Leur cœur intelligent sait voir derrière les apparences qui voilent la réalité et troublent le regard, jusqu’à voir s’animer le marbre du tombeau de François II et de Marguerite de Foix, sa seconde épouse. Ce chef-d’œuvre de la Renaissance fut sculpté par Michel Colombe, sur des plans de Jean Perréal, alchimiste, de 1502 à 1507 en collaboration avec des artistes italiens. Et il s’agit bien de renaissance, puisque nous retrouvons les amoureux François et Marguerite, morts aux apparences et en sur-vie dans une dimension invisible en soi-même, sous la bonne garde des quatre vertus cardinales. Sous le regard attentif et attendri des anges, les amoureux prient et communient ensemble dans une même prière, et de leurs deux cœurs en symbiose émanent des ondes qui les élèvent vers d’autres niveaux de conscience en soi-même.

Épée de la Justice

À leur tête, près de François II, veille la Justice armée d’un glaive massif tenu verticalement. Sa lame lève le voile qui dissimule la vérité éclairée par le soleil rayonnant de son pommeau. Sa lame en losange aplati est si large qu’elle renvoie comme un miroir deux images de cette vérité aussi vraies l’une que l’autre, mais elle ne tranche ni d’un côté ni de l’autre et se maintient verticalement car la seule vérité qu’elle retient est renvoyée par l’arête centrale verticale. Par elle souffle l’esprit de justice inspirant une vision juste de la réalité quelle qu’elle soit, celle des conflits ou celle d’une vie pacifiée, celle du chaos ou celle de l’ordre. Tout doit se voir en vérité, en croisant les deux aspects d’une même réalité, quitte à se détacher de la justice humaine et des contingences terrestres. Car la justice humaine horizontale qui applique les lois et résout les conflits est complémentaire de l’esprit de justice qui souffle verticalement en vérité.

→ Données disponibles:
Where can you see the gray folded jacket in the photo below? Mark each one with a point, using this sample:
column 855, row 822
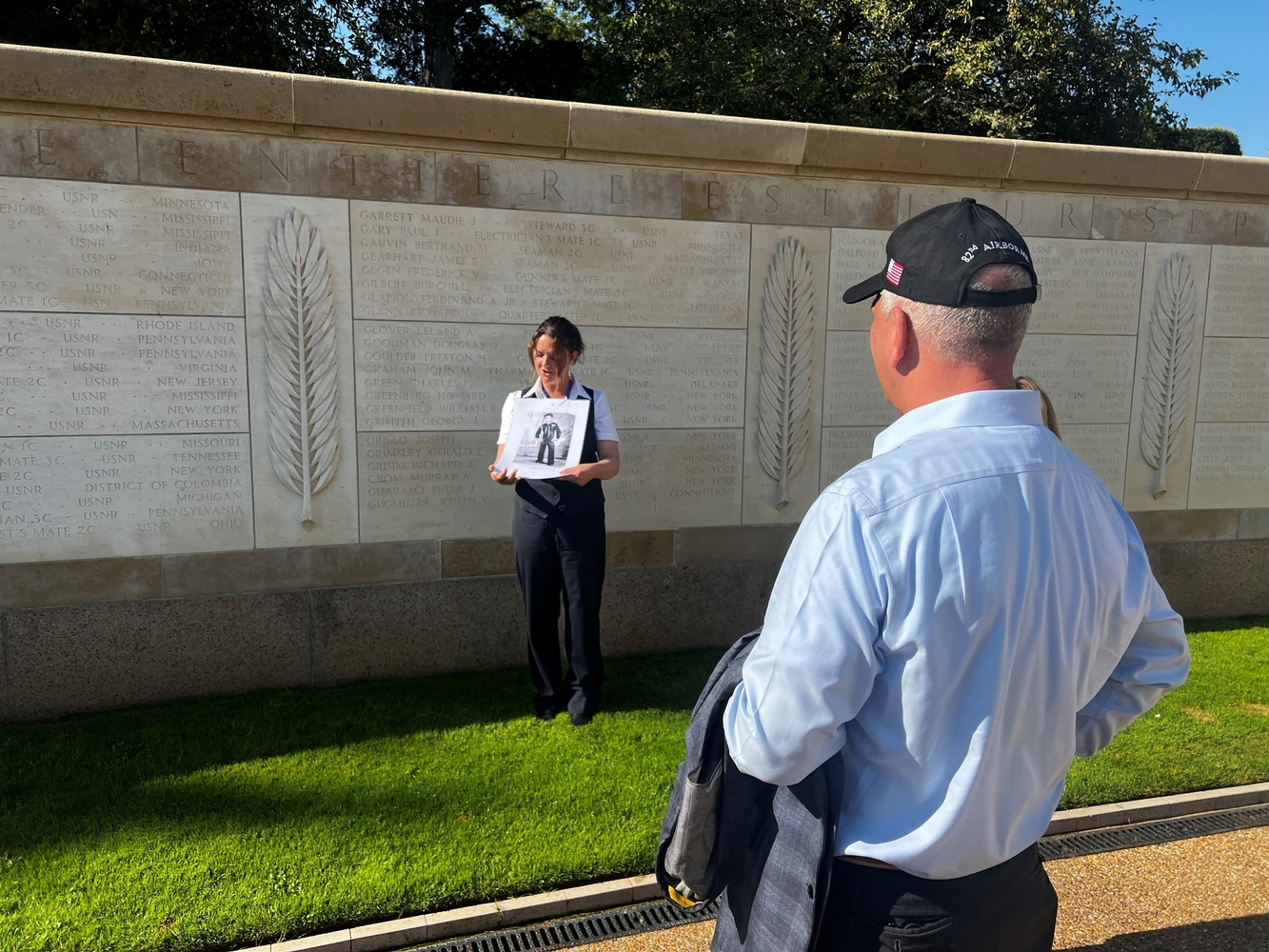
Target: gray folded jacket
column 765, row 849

→ Exercice proposé 1:
Mettez à jour tout le passage du texte sur le tombeau de François II allant de « Leur cœur intelligent » jusqu’à « conscience en soi-même. », en y remplaçant « chef-d’œuvre » par « joyau ».
→ Exercice proposé 2:
Les affirmations suivantes sont-elles conformes au texte sur le tombeau de François II ? Répondez par oui ou non à chacune, en citant les mots du texte qui permettent de trancher.
(a) Le tombeau a été sculpté par Michel Colombe de 1502 à 1507.
(b) Marguerite de Foix était la première épouse de François II.
(c) La Justice tient son glaive à l’horizontale.
→ Exercice proposé 3:
Dans le texte sur le tombeau de François II, qui a fourni les plans de l’œuvre ?

→ Résultat attendu 1:
Leur cœur intelligent sait voir derrière les apparences qui voilent la réalité et troublent le regard, jusqu’à voir s’animer le marbre du tombeau de François II et de Marguerite de Foix, sa seconde épouse. Ce joyau de la Renaissance fut sculpté par Michel Colombe, sur des plans de Jean Perréal, alchimiste, de 1502 à 1507 en collaboration avec des artistes italiens. Et il s’agit bien de renaissance, puisque nous retrouvons les amoureux François et Marguerite, morts aux apparences et en sur-vie dans une dimension invisible en soi-même, sous la bonne garde des quatre vertus cardinales. Sous le regard attentif et attendri des anges, les amoureux prient et communient ensemble dans une même prière, et de leurs deux cœurs en symbiose émanent des ondes qui les élèvent vers d’autres niveaux de conscience en soi-même.

→ Résultat attendu 2:
(a) Oui : « Ce chef-d’œuvre de la Renaissance fut sculpté par Michel Colombe, sur des plans de Jean Perréal, alchimiste, de 1502 à 1507 ».
(b) Non : « Marguerite de Foix, sa seconde épouse ».
(c) Non : « armée d’un glaive massif tenu verticalement ».

→ Résultat attendu 3:
Jean Perréal, alchimiste.